Data extracted from a collection
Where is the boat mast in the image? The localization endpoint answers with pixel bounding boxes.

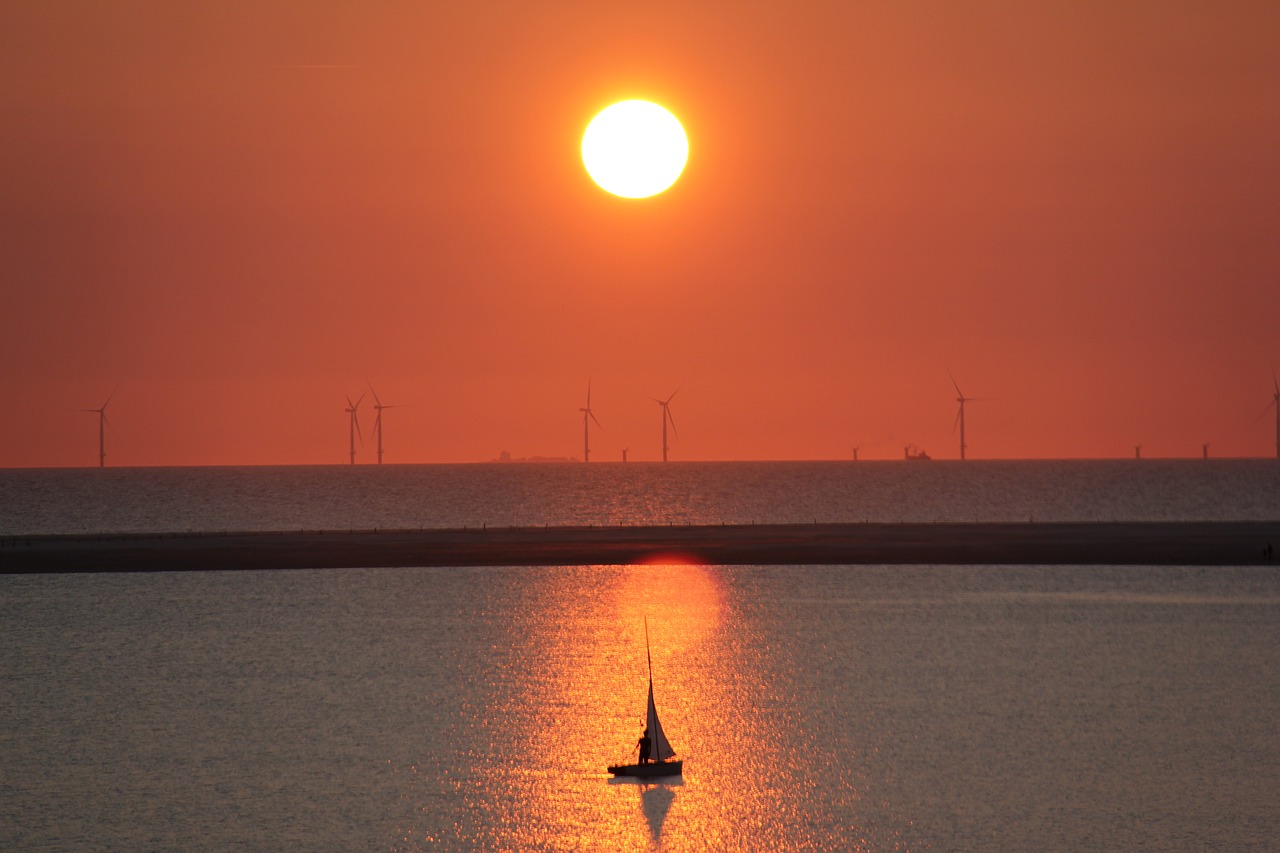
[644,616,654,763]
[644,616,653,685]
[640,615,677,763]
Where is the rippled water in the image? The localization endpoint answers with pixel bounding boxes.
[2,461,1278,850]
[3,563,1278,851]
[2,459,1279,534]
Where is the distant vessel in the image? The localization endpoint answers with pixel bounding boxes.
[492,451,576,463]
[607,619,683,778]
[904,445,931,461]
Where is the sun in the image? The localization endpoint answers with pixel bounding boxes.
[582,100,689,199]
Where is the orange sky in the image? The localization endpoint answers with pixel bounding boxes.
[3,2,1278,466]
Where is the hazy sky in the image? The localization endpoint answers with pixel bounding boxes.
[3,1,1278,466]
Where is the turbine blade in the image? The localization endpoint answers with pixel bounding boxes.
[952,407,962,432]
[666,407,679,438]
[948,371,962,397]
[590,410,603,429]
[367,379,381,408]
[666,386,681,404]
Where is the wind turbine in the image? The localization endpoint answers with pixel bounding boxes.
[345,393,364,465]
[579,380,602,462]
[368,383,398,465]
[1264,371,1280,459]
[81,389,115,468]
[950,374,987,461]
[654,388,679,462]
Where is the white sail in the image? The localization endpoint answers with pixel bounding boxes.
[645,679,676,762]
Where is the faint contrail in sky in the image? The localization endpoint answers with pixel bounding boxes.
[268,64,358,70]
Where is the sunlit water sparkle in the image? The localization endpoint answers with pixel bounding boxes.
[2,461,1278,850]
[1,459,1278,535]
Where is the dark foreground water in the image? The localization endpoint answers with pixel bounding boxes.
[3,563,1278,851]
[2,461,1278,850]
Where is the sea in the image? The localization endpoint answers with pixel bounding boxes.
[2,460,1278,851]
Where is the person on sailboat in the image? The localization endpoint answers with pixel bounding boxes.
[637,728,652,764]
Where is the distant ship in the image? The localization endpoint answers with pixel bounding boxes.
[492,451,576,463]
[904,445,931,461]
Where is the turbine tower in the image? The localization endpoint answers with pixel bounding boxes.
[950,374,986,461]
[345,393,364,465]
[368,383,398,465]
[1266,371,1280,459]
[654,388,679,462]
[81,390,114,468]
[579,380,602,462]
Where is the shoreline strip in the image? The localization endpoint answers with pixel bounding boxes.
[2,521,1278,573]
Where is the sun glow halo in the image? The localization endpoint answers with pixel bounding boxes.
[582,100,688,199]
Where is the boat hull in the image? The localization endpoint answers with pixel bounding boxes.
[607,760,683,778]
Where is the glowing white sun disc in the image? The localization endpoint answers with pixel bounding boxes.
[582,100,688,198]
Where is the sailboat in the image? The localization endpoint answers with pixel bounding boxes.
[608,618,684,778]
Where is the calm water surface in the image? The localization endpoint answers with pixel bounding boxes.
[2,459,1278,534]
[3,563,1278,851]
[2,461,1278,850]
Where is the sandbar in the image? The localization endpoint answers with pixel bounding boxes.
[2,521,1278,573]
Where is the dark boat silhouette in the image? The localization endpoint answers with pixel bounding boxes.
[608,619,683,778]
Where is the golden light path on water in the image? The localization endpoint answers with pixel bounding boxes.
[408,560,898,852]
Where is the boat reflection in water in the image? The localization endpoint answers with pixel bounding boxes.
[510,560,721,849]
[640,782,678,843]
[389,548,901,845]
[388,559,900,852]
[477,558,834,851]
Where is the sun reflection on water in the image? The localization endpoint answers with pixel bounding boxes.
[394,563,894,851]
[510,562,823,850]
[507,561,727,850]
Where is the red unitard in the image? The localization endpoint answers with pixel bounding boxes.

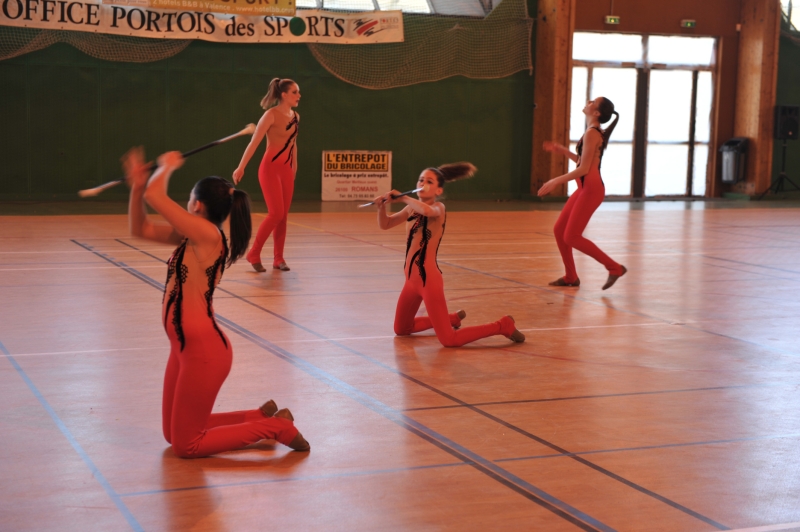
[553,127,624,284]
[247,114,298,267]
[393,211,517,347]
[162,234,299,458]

# EXERCISE BRIEF:
Please print the entries exactly as they stand. Images are not part of the copy.

# ANSWER SPACE:
Where is the boat mast in the image? The localization endpoint answers with pixel bounding boxes.

[644,616,654,763]
[644,616,653,685]
[640,615,677,763]
Where is the rippled water in the image? The localization endpoint answers with pixel bounding boxes.
[2,461,1278,850]
[3,563,1278,851]
[2,459,1279,534]
Where is the distant vessel in the image? The localization endpoint answers with pixel bounding boxes.
[492,451,576,463]
[607,619,683,778]
[904,445,931,461]
Where is the sun in the image? The localization endpoint answers with pixel bounding boxes.
[582,100,689,199]
Where is the orange sky in the image? The localization endpoint answers with pixel bounding boxes.
[3,2,1278,466]
Where is the hazy sky in the image? The localization endpoint answers with pixel bounding boxes.
[3,1,1278,466]
Where is the turbine blade in the image? The localization endpoint answers with pixel bounding boxes.
[952,407,962,432]
[666,407,679,438]
[948,371,962,397]
[590,410,603,429]
[367,379,381,408]
[666,386,681,404]
Where is the wind turbine in the image? The localization endpoint answers with pixel bounding boxes.
[345,393,364,465]
[579,380,602,462]
[368,383,398,465]
[1264,371,1280,459]
[81,389,115,468]
[950,374,987,461]
[654,388,679,462]
Where is the white sail in the image? The localization endpoint answers with pixel bounding boxes.
[645,679,676,762]
Where is the faint contrail in sky in the image? The localization endpoint answers with pixel bounding boxes.
[268,64,358,70]
Where is the sunlit water sparkle in the image? The localization endpoint answers with pixel bounding boxes.
[2,461,1278,850]
[1,459,1278,535]
Where is the dark foreground water in the image? The localization endpoint answers with pixel bounding boxes.
[3,563,1278,851]
[2,461,1278,850]
Where is the sea in the image? The localization endpoint answers with pixel bounding boxes.
[2,460,1278,851]
Where is the person on sailboat in the image? The localization endpoint answers with pixel bounding boxes.
[637,728,652,764]
Where is the distant ship in the image? The localization endpoint answers with pixel bounding boxes.
[492,451,576,463]
[904,445,931,461]
Where is the turbine tower in the image? The localization endpoint answers with pixel bounding boxes.
[950,374,986,461]
[345,393,364,465]
[368,383,398,465]
[1266,371,1280,459]
[654,388,679,462]
[81,390,114,468]
[579,380,602,462]
Where is the shoreline strip in the image? The localization endpoint answers with pixel bounding boxes.
[2,521,1278,573]
Where is the sun glow halo in the image? The localization endpoint answers with pixel bounding boxes.
[582,100,688,199]
Where is the boat hull in the image? The localization endpoint answers with pixel bounding boxes.
[607,760,683,778]
Where is the glowing white sun disc in the image? The localization endpoint answers with pixel bounding boxes.
[582,100,688,198]
Where is the sailboat in the image? The localization endpoint answers with pixel bounding boxes.
[608,618,684,778]
Where is the calm water surface in the image? The localization endpoint answers with pixel bounding boxes.
[2,459,1278,534]
[3,563,1278,851]
[2,461,1278,850]
Where is the sandbar in the image? The localization endpoint answers with pixel bounding boxes.
[2,521,1278,573]
Where is the dark boat silhouette in the image? The localization endpoint answers with pixel bounding boxes.
[608,619,683,778]
Where is the golden light path on water in the image? The localization endpoint answers with pixel bounding boxes.
[408,560,898,852]
Where is the boat reflection in water in the image? The localization endpoint answers with pixel bounding boxes.
[510,560,721,849]
[640,782,678,843]
[389,548,901,845]
[388,559,900,852]
[477,558,834,851]
Where is the sun reflection on water in the image? The localization endpoint answers with pixel bounding boxes.
[394,563,894,851]
[510,562,823,850]
[507,561,727,850]
Where is the red unitard in the image? The localization endpoint answers with pixel bounding boxes.

[553,127,624,284]
[247,114,298,267]
[393,211,517,347]
[162,234,299,458]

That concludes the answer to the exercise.